# TASK TO COMPLETE
Could you quote the material word for word, from the line with "TARGET = khaki shorts" through the end of the material, with both ends included? Leave the pictures out of your answer.

# EXCERPTED DATA
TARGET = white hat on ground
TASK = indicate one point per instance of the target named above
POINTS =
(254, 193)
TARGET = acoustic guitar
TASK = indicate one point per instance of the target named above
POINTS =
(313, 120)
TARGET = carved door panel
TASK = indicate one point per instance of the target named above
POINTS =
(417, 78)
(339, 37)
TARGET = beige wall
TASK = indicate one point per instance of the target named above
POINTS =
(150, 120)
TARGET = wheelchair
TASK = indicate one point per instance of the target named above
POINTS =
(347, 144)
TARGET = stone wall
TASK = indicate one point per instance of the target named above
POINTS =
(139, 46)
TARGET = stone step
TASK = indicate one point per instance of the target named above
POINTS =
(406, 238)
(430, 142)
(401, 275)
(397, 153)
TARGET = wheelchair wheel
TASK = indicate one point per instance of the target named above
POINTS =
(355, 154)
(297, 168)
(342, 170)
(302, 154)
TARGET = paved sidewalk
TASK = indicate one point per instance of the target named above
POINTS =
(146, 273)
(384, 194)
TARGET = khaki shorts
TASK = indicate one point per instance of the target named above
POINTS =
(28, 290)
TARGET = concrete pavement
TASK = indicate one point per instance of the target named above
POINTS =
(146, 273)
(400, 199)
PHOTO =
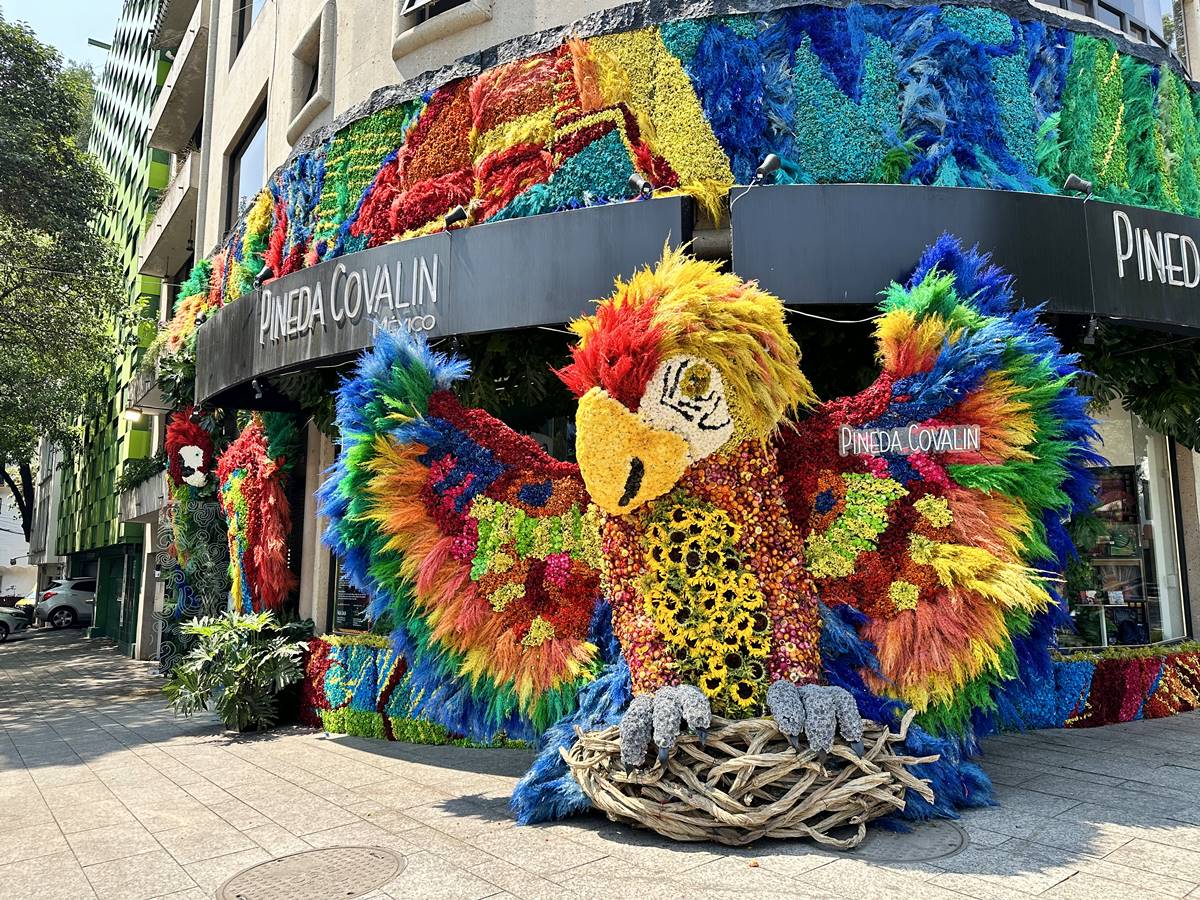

# SOLUTION FOR THIS EXERCISE
TARGET = khaki shorts
TASK = indicate one point per instance of the target named above
POINTS =
(28, 290)
TARGET = concrete pavement
TASK = indicate one point per instance of the target named above
POINTS =
(146, 273)
(400, 199)
PHOTO =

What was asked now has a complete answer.